● **WHAT YOU NEED TO DO**
1. Using the piece on gender neutrality in rape law, say whether each statement agrees with it: (a) rape is named as India's fourth most prominent crime, (b) most cases with victims other than women are reported, and (c) prisons are among the places where rape can take place. Answer each with yes or no and quote the deciding words of the piece.
2. In the piece on gender neutrality in rape law, what do individuals fear will happen if they report such cases?
3. Rewrite the part of the piece on gender neutrality in rape law that opens with the words containing "Rape is India's" and closes with "about their potency.", swapping "perpetrators" for "offenders".

Should rape be a gender-neutral crime that includes men and transgender people?
Rape is India's fourth most prominent crime and a serious problem across the globe. Rape primarily a crime that is supposed to be perpetrated by a man against women, but did we ever think vice versa?
Gender neutrality in rape refers to the status that Indian rape law should recognize all genders which include males, females, and transgenders. etc can be perpetrators as well as the victims of the rape.
Predominantly, rape is regarded as a crime committed by men only against women, but it has been seen over time that other genders such as men, homosexuals, and the transgender community are also affected by this crime equally. In fact, regardless of age, gender, sexual attitude, rape can happen to anybody. Although there are a large number of such cases, most of them go unreported because individuals fear that reporting such cases will raise a question about their potency.
Rape done with people other than women mostly goes undeclared, so people have low knowledge about it, but it takes an hour for people to know about such crimes, and to get rid of such a heinous crime, proper law and order should be preserved. We need to acknowledge that the victim and perpetrator of rape can be of any sex and can take place anywhere, such as school, office, prisons, workplaces, coaching, etc. This problem and its seriousness can be understood only after leaving stereotyped thoughts about sexual offenses that can be done only against women.

[Dataset excerpts]
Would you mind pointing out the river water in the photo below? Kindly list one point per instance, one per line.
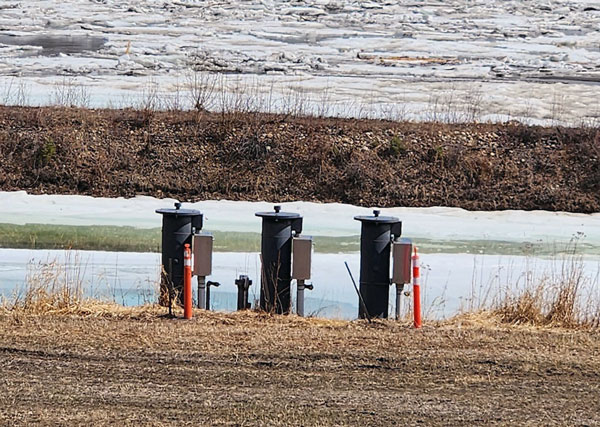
(467, 257)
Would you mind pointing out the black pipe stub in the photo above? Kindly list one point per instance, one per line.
(276, 214)
(178, 211)
(376, 218)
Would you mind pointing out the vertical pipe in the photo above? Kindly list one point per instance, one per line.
(399, 289)
(416, 289)
(243, 283)
(202, 292)
(187, 282)
(300, 298)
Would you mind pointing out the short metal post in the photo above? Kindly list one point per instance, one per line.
(187, 282)
(300, 298)
(208, 285)
(243, 283)
(399, 289)
(202, 292)
(416, 289)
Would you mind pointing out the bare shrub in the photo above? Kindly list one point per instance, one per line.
(68, 93)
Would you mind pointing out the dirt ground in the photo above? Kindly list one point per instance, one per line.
(252, 369)
(194, 156)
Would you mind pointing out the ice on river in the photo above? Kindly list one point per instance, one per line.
(452, 279)
(450, 282)
(454, 60)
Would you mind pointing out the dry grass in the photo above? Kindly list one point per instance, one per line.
(565, 297)
(70, 360)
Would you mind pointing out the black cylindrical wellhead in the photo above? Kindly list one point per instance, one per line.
(278, 229)
(177, 229)
(377, 233)
(243, 284)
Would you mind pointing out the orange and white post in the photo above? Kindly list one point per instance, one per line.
(416, 289)
(187, 282)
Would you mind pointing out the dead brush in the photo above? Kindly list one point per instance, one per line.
(565, 298)
(57, 288)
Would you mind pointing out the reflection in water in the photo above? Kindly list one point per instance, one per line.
(53, 45)
(450, 282)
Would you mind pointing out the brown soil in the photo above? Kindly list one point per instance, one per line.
(252, 369)
(195, 156)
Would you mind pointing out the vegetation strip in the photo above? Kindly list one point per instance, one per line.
(250, 156)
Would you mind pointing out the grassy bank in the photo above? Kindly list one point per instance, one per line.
(247, 156)
(112, 366)
(529, 358)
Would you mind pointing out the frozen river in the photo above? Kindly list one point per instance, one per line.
(453, 60)
(459, 272)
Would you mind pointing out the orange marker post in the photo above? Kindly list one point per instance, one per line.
(187, 282)
(416, 289)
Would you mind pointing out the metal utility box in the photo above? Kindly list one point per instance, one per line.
(202, 245)
(377, 234)
(278, 229)
(402, 261)
(301, 257)
(178, 225)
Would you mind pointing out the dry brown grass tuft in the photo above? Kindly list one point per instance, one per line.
(565, 298)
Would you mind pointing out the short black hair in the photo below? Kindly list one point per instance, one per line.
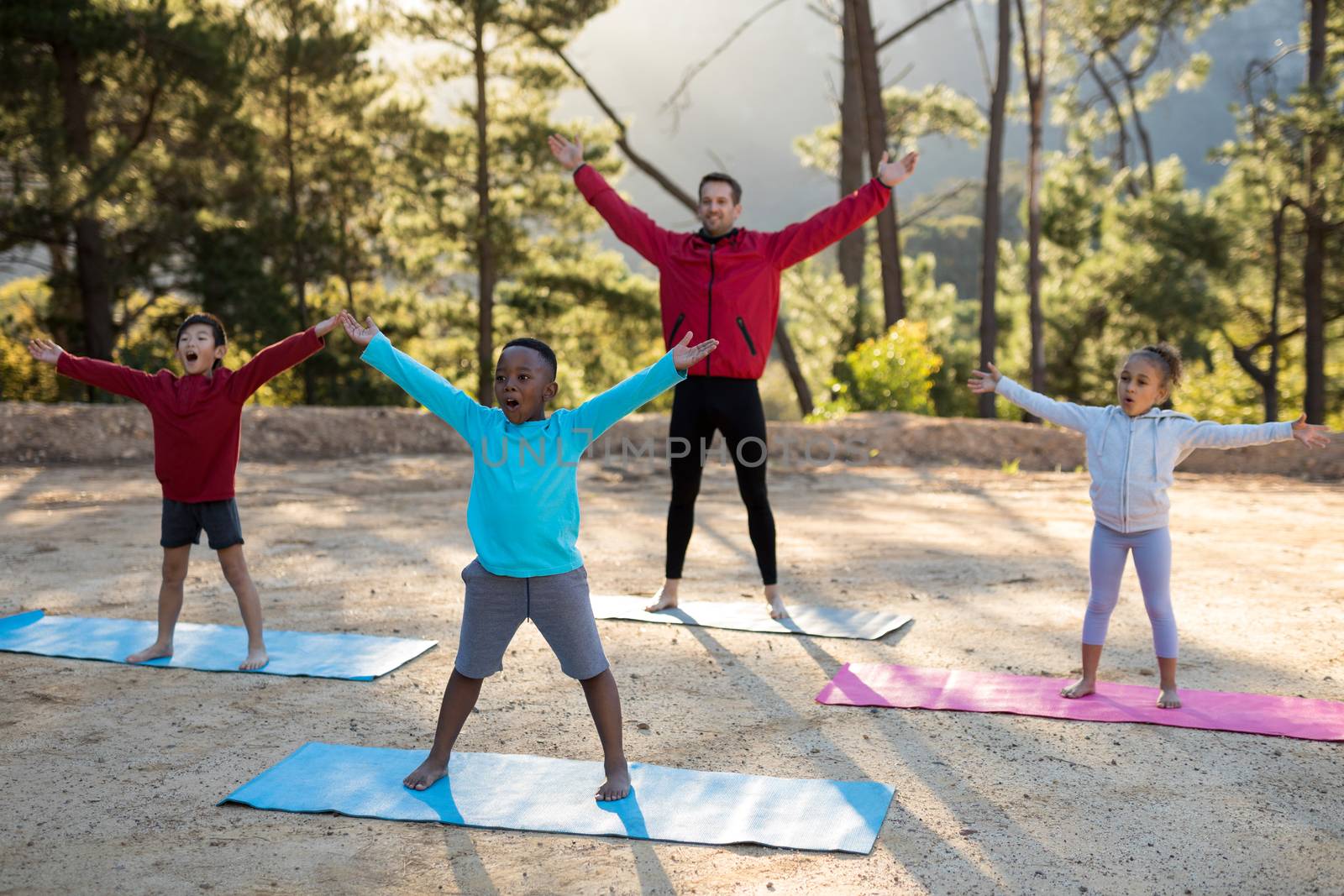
(723, 179)
(539, 347)
(213, 322)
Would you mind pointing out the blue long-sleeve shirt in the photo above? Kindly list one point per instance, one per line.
(523, 512)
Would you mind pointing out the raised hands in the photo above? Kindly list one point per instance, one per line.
(893, 172)
(362, 336)
(1310, 434)
(322, 328)
(983, 383)
(685, 355)
(570, 155)
(45, 351)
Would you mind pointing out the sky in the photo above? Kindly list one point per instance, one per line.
(781, 76)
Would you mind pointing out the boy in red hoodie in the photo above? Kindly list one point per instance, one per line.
(198, 421)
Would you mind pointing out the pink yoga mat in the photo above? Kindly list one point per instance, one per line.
(871, 684)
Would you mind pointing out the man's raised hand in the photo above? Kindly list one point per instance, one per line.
(984, 383)
(893, 172)
(570, 155)
(45, 351)
(362, 336)
(322, 328)
(685, 356)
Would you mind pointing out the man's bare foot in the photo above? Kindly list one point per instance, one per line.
(255, 660)
(1168, 699)
(617, 785)
(427, 774)
(664, 600)
(154, 652)
(1079, 688)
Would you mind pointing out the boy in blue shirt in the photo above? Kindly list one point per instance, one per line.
(523, 515)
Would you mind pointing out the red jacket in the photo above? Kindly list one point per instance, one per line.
(198, 419)
(726, 288)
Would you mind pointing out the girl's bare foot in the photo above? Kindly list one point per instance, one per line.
(255, 660)
(427, 774)
(617, 785)
(664, 600)
(154, 652)
(1079, 688)
(1168, 699)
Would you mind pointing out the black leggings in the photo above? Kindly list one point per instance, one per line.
(701, 406)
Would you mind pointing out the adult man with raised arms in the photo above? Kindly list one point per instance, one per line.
(723, 281)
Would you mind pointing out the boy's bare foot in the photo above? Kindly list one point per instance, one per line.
(427, 774)
(255, 660)
(154, 652)
(1079, 688)
(664, 600)
(617, 785)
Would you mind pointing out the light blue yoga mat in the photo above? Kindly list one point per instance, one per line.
(210, 647)
(535, 793)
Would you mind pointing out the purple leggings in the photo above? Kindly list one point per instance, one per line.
(1153, 563)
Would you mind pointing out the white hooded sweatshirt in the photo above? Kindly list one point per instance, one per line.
(1132, 458)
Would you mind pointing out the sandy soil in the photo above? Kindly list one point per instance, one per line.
(112, 773)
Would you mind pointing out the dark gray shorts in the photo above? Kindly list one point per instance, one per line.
(558, 605)
(181, 524)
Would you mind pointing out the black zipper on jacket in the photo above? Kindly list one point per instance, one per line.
(743, 325)
(710, 322)
(676, 325)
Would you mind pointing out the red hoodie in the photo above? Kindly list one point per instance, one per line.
(198, 419)
(726, 288)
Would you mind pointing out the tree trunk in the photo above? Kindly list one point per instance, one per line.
(990, 237)
(889, 234)
(1272, 379)
(1314, 262)
(1035, 76)
(92, 270)
(297, 273)
(484, 239)
(851, 249)
(790, 363)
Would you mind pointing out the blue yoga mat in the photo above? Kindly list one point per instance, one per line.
(210, 647)
(535, 793)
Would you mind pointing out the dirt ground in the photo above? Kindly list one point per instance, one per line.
(112, 773)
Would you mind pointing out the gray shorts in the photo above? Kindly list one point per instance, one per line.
(181, 524)
(558, 605)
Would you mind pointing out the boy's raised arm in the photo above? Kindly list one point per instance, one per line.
(440, 398)
(279, 358)
(806, 238)
(631, 226)
(601, 411)
(105, 375)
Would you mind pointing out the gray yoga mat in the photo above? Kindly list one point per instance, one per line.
(750, 616)
(535, 793)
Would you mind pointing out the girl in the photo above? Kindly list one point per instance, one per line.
(1132, 452)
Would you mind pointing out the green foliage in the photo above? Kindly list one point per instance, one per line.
(891, 372)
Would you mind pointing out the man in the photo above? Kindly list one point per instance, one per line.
(723, 282)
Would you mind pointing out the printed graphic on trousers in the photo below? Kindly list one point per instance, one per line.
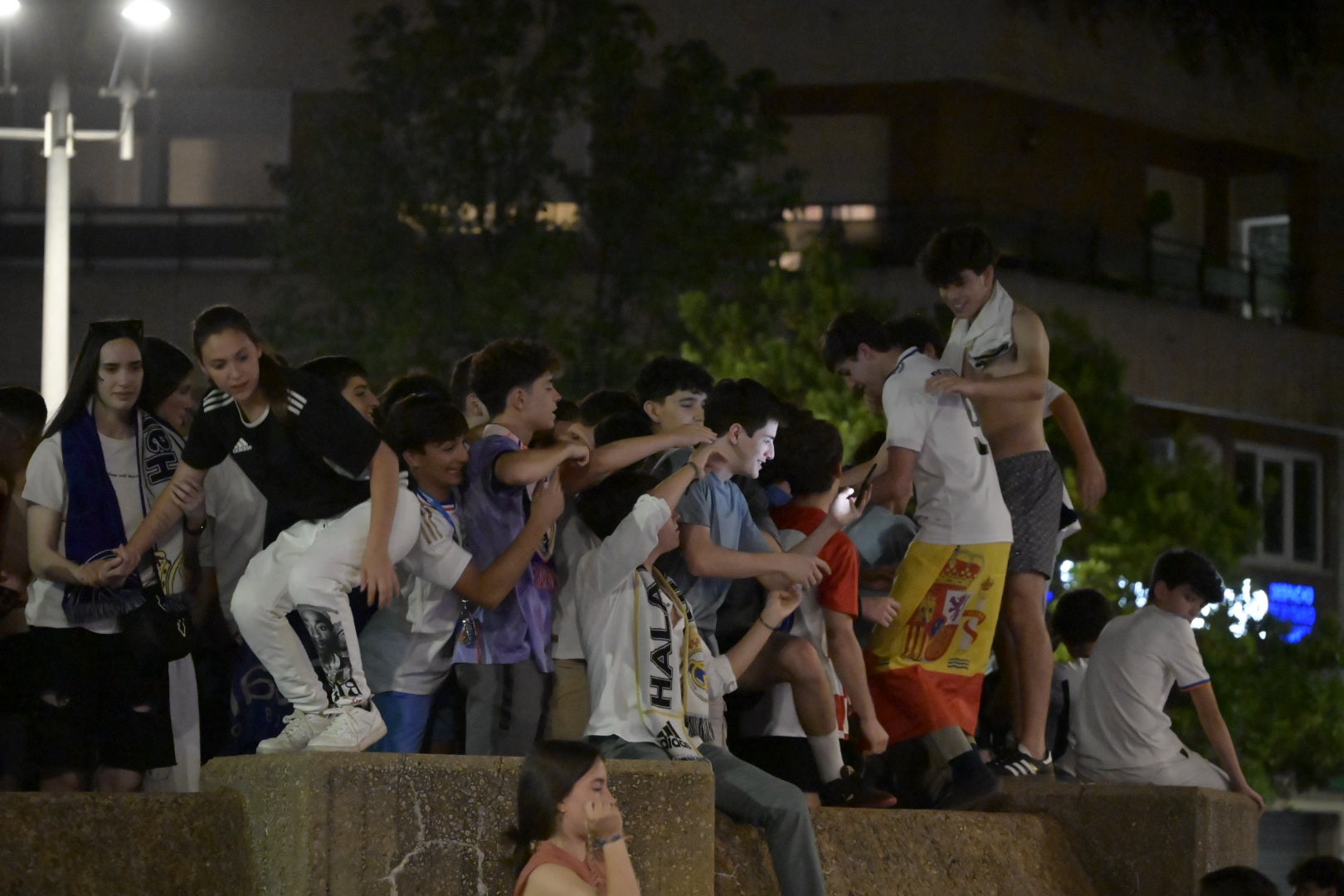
(331, 655)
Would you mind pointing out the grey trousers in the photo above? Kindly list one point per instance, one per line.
(504, 707)
(747, 794)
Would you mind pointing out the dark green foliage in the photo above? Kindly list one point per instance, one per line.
(773, 334)
(421, 210)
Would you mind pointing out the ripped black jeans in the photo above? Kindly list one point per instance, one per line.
(93, 704)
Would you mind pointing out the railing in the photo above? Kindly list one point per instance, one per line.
(1049, 245)
(105, 238)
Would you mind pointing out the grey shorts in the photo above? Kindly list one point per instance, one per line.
(1032, 489)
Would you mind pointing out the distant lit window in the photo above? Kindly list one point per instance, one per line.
(563, 215)
(856, 212)
(1294, 605)
(1287, 486)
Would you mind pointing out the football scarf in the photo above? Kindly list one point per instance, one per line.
(674, 691)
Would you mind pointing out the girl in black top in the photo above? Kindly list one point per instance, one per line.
(305, 449)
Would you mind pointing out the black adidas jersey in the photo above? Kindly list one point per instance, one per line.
(307, 465)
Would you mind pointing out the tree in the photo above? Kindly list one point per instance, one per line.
(1152, 503)
(523, 167)
(773, 334)
(1283, 703)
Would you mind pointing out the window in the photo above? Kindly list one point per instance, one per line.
(1287, 485)
(1268, 241)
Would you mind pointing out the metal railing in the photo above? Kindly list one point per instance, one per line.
(1053, 246)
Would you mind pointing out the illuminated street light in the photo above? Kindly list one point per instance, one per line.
(58, 139)
(147, 15)
(8, 10)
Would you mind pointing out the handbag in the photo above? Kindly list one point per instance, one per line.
(158, 631)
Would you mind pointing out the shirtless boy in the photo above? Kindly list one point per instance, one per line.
(1003, 353)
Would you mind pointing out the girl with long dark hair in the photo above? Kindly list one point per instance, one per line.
(569, 837)
(314, 458)
(91, 480)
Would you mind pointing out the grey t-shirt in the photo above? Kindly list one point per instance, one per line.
(719, 505)
(1120, 722)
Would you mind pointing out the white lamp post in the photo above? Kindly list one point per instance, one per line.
(58, 139)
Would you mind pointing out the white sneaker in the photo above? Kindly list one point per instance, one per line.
(300, 727)
(353, 730)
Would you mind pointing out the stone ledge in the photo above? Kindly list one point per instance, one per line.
(420, 824)
(1136, 839)
(145, 844)
(913, 853)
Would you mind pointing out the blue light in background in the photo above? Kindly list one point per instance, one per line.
(1294, 605)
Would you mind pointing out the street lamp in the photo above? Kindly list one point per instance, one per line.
(8, 10)
(58, 139)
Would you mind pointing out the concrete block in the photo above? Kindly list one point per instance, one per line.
(145, 844)
(914, 853)
(417, 824)
(1142, 839)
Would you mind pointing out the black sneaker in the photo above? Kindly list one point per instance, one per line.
(1020, 765)
(849, 791)
(968, 791)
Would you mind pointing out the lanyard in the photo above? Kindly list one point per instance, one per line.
(433, 503)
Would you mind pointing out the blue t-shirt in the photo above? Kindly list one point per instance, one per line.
(719, 505)
(494, 516)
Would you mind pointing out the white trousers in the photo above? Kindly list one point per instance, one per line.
(184, 709)
(312, 567)
(1187, 768)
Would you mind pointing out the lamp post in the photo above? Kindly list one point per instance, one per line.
(58, 137)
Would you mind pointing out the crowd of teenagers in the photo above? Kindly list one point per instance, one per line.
(680, 568)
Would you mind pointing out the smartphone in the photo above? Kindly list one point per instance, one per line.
(866, 485)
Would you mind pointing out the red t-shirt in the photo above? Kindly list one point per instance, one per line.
(839, 590)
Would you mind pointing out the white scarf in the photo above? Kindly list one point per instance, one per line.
(986, 338)
(679, 720)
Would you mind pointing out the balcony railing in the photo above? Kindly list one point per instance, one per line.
(1049, 245)
(105, 238)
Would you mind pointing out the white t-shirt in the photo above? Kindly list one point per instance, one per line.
(777, 715)
(576, 540)
(611, 583)
(1120, 722)
(956, 484)
(46, 486)
(407, 645)
(236, 514)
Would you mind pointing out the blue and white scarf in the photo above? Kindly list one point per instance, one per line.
(93, 516)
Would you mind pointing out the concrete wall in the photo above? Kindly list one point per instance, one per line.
(1127, 73)
(1181, 355)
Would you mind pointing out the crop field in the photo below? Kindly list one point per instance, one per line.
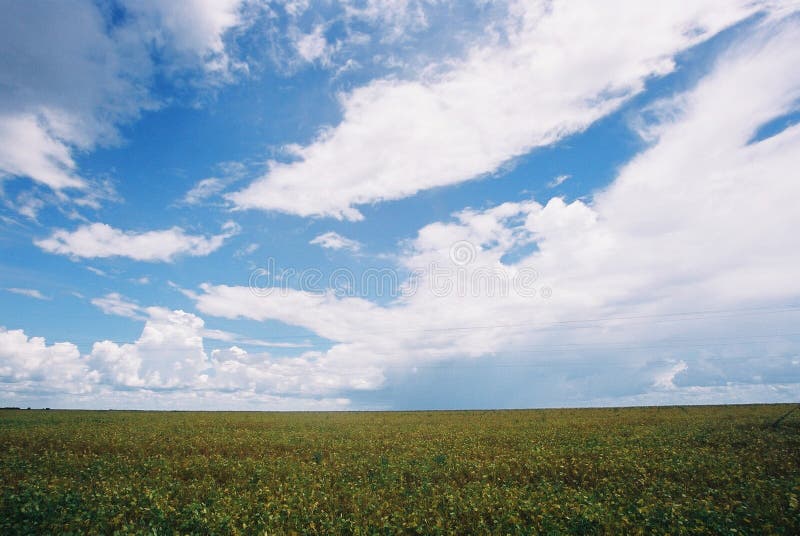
(720, 469)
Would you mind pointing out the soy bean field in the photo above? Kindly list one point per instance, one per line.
(654, 470)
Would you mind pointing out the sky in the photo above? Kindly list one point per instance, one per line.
(398, 204)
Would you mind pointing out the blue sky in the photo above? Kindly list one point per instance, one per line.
(398, 204)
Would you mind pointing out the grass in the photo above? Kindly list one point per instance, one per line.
(714, 469)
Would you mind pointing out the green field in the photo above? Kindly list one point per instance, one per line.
(721, 469)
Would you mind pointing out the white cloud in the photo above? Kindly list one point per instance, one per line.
(28, 362)
(100, 240)
(70, 91)
(700, 220)
(203, 190)
(191, 30)
(558, 181)
(312, 46)
(116, 304)
(30, 292)
(563, 67)
(333, 240)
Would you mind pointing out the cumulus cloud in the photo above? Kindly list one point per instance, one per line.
(27, 363)
(558, 181)
(333, 240)
(701, 219)
(99, 240)
(167, 366)
(562, 67)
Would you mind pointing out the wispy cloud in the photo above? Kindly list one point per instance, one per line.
(100, 240)
(29, 292)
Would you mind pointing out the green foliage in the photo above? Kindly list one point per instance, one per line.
(695, 470)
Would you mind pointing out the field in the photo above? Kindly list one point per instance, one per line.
(721, 469)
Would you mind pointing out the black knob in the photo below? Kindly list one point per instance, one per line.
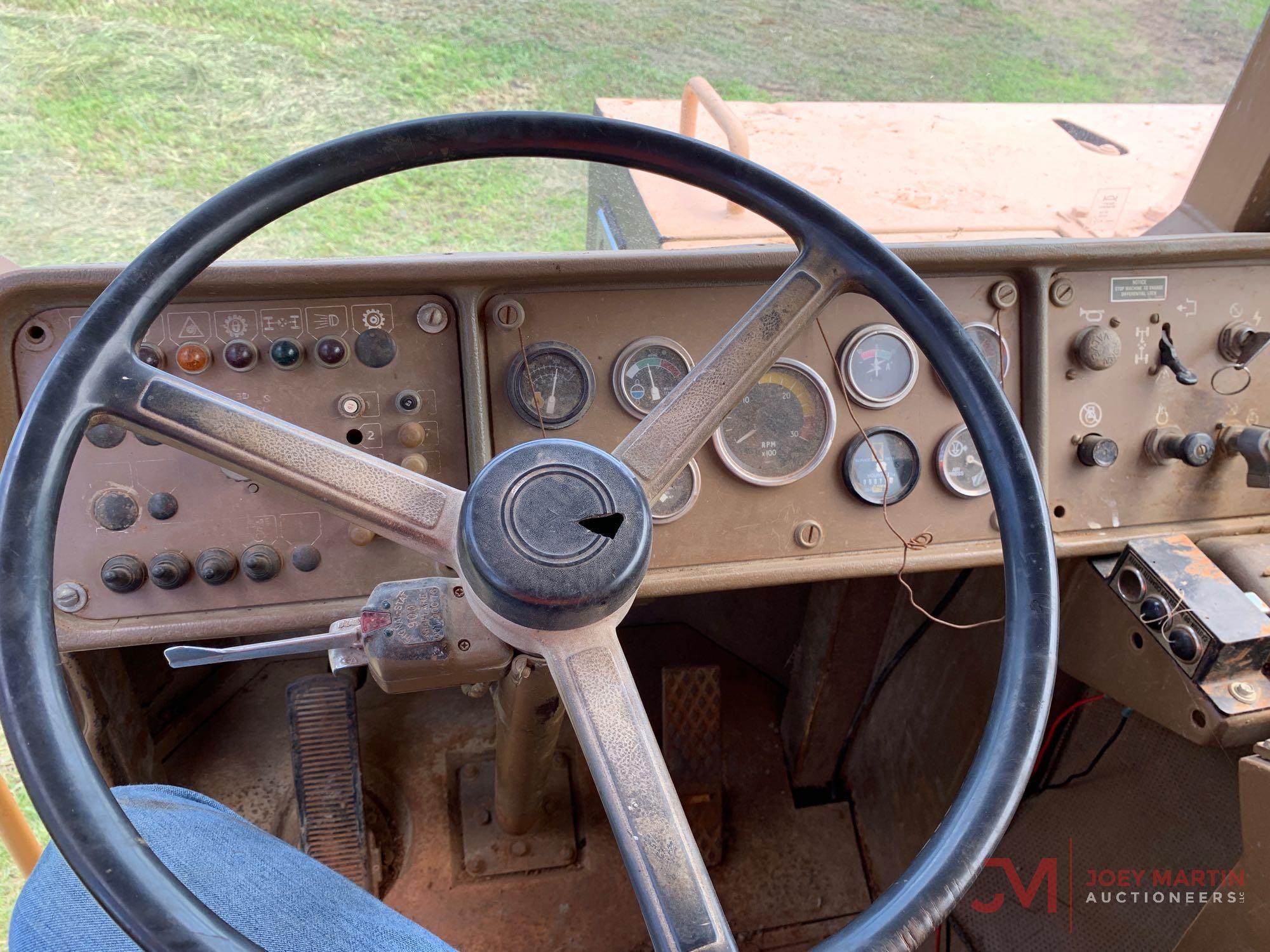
(1172, 444)
(1097, 450)
(115, 511)
(162, 506)
(307, 558)
(1183, 643)
(170, 571)
(261, 563)
(124, 574)
(375, 347)
(106, 436)
(1154, 612)
(1169, 359)
(217, 565)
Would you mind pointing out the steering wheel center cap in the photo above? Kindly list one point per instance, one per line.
(554, 535)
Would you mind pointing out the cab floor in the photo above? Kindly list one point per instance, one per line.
(789, 876)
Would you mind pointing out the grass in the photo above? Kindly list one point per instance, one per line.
(120, 116)
(12, 880)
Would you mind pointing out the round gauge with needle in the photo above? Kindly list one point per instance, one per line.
(959, 464)
(993, 348)
(879, 365)
(782, 430)
(556, 388)
(679, 497)
(646, 371)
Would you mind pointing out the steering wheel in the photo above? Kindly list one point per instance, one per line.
(551, 585)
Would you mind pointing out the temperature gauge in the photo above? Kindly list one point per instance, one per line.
(888, 472)
(647, 371)
(961, 465)
(879, 365)
(558, 388)
(993, 348)
(679, 497)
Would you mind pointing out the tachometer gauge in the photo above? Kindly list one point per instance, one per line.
(961, 465)
(647, 371)
(890, 470)
(879, 365)
(783, 430)
(679, 497)
(559, 385)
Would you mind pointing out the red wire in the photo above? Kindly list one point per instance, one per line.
(1053, 727)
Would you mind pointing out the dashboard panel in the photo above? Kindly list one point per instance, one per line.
(799, 522)
(733, 520)
(120, 494)
(1136, 397)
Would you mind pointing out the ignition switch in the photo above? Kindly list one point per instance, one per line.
(1165, 444)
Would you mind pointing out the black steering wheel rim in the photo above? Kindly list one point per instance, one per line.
(95, 836)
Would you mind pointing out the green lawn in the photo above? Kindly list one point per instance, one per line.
(12, 880)
(119, 116)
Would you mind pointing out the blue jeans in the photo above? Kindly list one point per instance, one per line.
(266, 889)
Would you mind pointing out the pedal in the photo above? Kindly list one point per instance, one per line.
(328, 775)
(693, 746)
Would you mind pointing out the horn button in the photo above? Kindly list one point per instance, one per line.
(554, 535)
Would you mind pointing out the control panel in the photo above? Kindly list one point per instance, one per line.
(803, 465)
(1155, 378)
(148, 530)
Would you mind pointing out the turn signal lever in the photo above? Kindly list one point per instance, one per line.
(1254, 445)
(412, 635)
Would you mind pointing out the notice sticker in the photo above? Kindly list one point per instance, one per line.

● **SOLUTIONS TO EACH TASK**
1.
(a) Yes: "Rape is India's fourth most prominent crime"
(b) No: "most of them go unreported because individuals fear that reporting such cases will raise a question about their potency"
(c) Yes: "school, office, prisons, workplaces, coaching, etc."

2. They fear that reporting such cases will raise a question about their potency.

3.
Rape is India's fourth most prominent crime and a serious problem across the globe. Rape primarily a crime that is supposed to be perpetrated by a man against women, but did we ever think vice versa?
Gender neutrality in rape refers to the status that Indian rape law should recognize all genders which include males, females, and transgenders. etc can be offenders as well as the victims of the rape.
Predominantly, rape is regarded as a crime committed by men only against women, but it has been seen over time that other genders such as men, homosexuals, and the transgender community are also affected by this crime equally. In fact, regardless of age, gender, sexual attitude, rape can happen to anybody. Although there are a large number of such cases, most of them go unreported because individuals fear that reporting such cases will raise a question about their potency.